**Data shown**
-- -- --
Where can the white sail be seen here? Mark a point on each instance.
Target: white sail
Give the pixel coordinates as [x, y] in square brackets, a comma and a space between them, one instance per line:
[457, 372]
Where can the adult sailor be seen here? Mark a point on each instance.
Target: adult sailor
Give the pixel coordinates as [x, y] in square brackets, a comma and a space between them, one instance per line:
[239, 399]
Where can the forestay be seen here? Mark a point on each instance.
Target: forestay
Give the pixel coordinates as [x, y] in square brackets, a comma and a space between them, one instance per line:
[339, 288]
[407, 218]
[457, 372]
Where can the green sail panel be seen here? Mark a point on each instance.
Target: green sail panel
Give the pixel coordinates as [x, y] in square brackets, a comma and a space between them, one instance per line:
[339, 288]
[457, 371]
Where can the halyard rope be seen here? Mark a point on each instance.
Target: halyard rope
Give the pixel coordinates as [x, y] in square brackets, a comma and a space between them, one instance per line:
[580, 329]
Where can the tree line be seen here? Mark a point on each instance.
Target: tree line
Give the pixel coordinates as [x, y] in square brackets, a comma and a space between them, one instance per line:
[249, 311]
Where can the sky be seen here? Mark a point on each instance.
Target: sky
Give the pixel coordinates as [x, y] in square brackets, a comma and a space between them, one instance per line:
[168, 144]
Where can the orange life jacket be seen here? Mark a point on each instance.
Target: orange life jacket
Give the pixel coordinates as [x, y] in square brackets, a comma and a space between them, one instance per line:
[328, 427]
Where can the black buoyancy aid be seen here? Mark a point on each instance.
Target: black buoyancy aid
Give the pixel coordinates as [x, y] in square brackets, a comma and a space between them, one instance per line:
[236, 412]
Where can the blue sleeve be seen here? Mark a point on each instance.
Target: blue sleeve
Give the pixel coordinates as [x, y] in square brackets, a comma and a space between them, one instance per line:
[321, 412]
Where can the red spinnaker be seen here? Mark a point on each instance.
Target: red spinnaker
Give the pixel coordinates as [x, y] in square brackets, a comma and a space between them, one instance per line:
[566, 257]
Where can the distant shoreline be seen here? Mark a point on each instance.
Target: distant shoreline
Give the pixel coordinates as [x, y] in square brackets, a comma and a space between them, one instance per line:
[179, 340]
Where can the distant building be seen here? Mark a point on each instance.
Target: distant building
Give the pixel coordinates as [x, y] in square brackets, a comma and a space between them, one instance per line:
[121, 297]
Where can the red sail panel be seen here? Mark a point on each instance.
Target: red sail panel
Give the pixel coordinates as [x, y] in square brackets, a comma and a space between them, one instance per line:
-- -- --
**What is needed**
All the material above should be copied word for word.

**Response to the task**
Where can the white sail be seen here? Mark a point on each instance.
Target: white sail
Give the pixel coordinates as [x, y] in square brackets, a comma and a space between them, one instance per line:
[457, 372]
Where can the adult sailor be seen here? Mark a point on each instance.
Target: adult sailor
Give the pixel coordinates as [x, y] in square brackets, a comma and a space between them, one instance per line:
[239, 399]
Where can the forestay be seen here? Mark a point on each instance.
Target: forestay
Give the pixel coordinates as [x, y] in square brackets, a comma and a space between them, one instance per line:
[339, 288]
[407, 218]
[457, 372]
Where can the green sail panel be seen here? Mark a point on each instance.
Target: green sail panel
Give the pixel coordinates as [x, y] in square brackets, a comma and a space between them, one instance per line:
[339, 288]
[457, 371]
Where can the halyard rope be seen here? Mark a point on each instance.
Target: halyard rope
Give the pixel coordinates as [x, y] in square brackets, a comma and a space between them, one instance per line:
[580, 329]
Where can the tree line be seen here? Mark a point on each instance.
Target: tree line
Give the pixel coordinates as [x, y] in square brackets, a comma and a space between them, one instance per line:
[249, 311]
Where can the sky be seen here? Mark a point on each instance.
Target: sky
Give the pixel coordinates as [x, y] in square brackets, a comma and a space between them, one instance per line:
[168, 144]
Where can the orange life jacket be seen here? Mark a point on each instance.
Target: orange life jacket
Give the pixel coordinates as [x, y] in square brackets, a comma and a space between them, one instance per line:
[328, 427]
Where can the black buoyancy aid be seen here? Mark a point on each instance.
Target: black buoyancy aid
Give the pixel coordinates as [x, y] in square brackets, a comma and a space between them, one instance per line:
[236, 412]
Where can the blue sleeve be seen here? Mark a point on each instance.
Target: blue sleeve
Give the pixel coordinates as [x, y] in square brackets, a comma and a space between them, one instance per line:
[321, 412]
Where can the red spinnaker be seen here? Mark a point on each instance.
Target: red spinnaker
Give the pixel coordinates as [x, y] in square brackets, a comma and a space between them, one instance per line:
[566, 257]
Where can the distant shoreline be seen here? Mark a point on each instance.
Target: distant shoreline
Give the pixel coordinates as [x, y] in square brackets, a comma and a space between them, one instance per line:
[179, 340]
Where can the distant building be seen here? Mark a point on each instance.
Target: distant building
Give the pixel coordinates as [x, y] in square brackets, a comma and a space between them, one instance per line:
[121, 297]
Where can the red sail panel be seen here? Mark a point on each instance.
Target: red sail panel
Give the pixel coordinates as [x, y] in square brackets, a comma and a space between them, one instance per line:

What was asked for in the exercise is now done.